BRIEF
Please print the full listing exactly.

** Start of LISTING **

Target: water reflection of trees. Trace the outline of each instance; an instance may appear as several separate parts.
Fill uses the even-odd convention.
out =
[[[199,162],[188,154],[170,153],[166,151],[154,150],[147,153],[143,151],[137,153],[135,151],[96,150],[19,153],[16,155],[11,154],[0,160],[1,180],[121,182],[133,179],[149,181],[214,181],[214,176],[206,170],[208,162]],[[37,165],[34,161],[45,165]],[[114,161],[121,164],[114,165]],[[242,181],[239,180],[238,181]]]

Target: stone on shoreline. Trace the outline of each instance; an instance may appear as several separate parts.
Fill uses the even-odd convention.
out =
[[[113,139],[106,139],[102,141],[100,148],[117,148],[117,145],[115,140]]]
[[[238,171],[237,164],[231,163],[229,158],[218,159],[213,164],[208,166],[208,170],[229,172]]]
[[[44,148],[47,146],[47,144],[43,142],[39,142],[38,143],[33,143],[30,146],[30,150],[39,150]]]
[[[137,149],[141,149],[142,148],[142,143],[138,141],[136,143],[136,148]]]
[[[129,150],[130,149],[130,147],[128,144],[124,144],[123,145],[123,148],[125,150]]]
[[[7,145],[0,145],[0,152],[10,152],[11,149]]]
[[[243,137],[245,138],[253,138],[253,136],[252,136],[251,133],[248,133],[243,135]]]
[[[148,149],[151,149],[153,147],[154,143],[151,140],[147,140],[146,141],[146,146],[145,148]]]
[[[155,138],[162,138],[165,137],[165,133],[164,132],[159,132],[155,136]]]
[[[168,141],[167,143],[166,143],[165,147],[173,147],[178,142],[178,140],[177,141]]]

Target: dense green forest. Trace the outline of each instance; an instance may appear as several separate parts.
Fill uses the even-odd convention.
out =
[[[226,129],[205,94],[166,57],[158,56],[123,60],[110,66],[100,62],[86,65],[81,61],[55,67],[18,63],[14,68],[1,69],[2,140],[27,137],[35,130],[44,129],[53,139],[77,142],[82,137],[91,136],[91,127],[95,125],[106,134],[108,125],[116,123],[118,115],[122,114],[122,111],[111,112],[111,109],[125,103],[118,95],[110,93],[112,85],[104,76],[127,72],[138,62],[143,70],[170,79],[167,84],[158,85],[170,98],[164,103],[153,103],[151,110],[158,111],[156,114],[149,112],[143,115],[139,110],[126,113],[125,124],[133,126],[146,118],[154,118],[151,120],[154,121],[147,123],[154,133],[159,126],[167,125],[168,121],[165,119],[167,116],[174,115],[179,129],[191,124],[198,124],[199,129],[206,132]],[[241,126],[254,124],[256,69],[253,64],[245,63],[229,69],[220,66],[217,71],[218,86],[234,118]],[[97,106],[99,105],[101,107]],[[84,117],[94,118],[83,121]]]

** End of LISTING **

WRITTEN RESPONSE
Target: water reflection of trees. Trace the outline of each instance; an instance may appear as several separate parts.
Fill uses the even-odd convention.
out =
[[[199,162],[188,154],[170,153],[166,151],[154,150],[147,153],[143,151],[137,153],[135,151],[96,150],[19,153],[16,155],[11,154],[0,160],[1,180],[121,182],[133,179],[149,181],[214,181],[214,176],[206,170],[208,162]],[[37,165],[34,161],[45,165]],[[114,161],[121,164],[114,165]],[[242,181],[239,180],[238,181]]]

Target: stone on shoreline. Trace the outline of each instance; an instance may appear as several separate parts.
Fill uses the even-odd convention.
out =
[[[113,139],[106,139],[102,141],[100,148],[117,148],[117,145],[115,140]]]
[[[238,171],[237,164],[231,163],[229,158],[218,159],[213,164],[208,166],[208,170],[229,172]]]
[[[44,148],[47,146],[47,144],[43,142],[39,142],[38,143],[33,143],[30,146],[30,150],[39,150]]]
[[[137,149],[141,149],[142,148],[142,143],[138,141],[136,143],[136,148]]]
[[[129,150],[130,149],[130,147],[128,144],[124,144],[123,145],[123,148],[125,150]]]
[[[7,145],[0,145],[0,152],[10,152],[11,149]]]
[[[243,137],[245,138],[253,138],[253,136],[252,136],[251,133],[248,133],[243,135]]]
[[[148,149],[151,149],[153,147],[154,143],[151,140],[147,140],[146,141],[146,146],[145,148]]]
[[[155,138],[162,138],[165,137],[165,133],[164,132],[159,132],[155,136]]]
[[[168,141],[167,143],[166,143],[165,147],[173,147],[178,142],[178,140],[177,141]]]

Target: dense green forest. Trace the outline of each instance; an instance may appear as several separate parts.
Fill uses the even-odd convention.
out =
[[[226,129],[205,94],[166,57],[158,56],[123,60],[110,66],[100,62],[86,65],[81,61],[55,67],[18,63],[14,68],[1,69],[2,140],[27,137],[35,130],[44,129],[53,139],[77,142],[82,137],[91,136],[91,127],[95,125],[106,134],[108,125],[116,123],[118,115],[122,114],[122,111],[111,112],[111,109],[125,103],[118,95],[110,93],[112,85],[104,76],[127,72],[138,62],[143,70],[170,79],[167,84],[158,85],[170,98],[164,103],[153,103],[151,110],[158,111],[156,114],[149,112],[143,115],[139,110],[126,113],[125,124],[133,126],[146,118],[154,118],[151,120],[154,121],[147,123],[154,133],[159,126],[167,125],[168,121],[165,119],[167,116],[174,115],[179,129],[191,124],[198,124],[199,129],[206,132]],[[241,126],[254,124],[256,69],[253,64],[245,63],[229,69],[220,66],[217,71],[218,86],[234,118]],[[97,106],[99,105],[101,107]],[[84,117],[94,118],[83,121]]]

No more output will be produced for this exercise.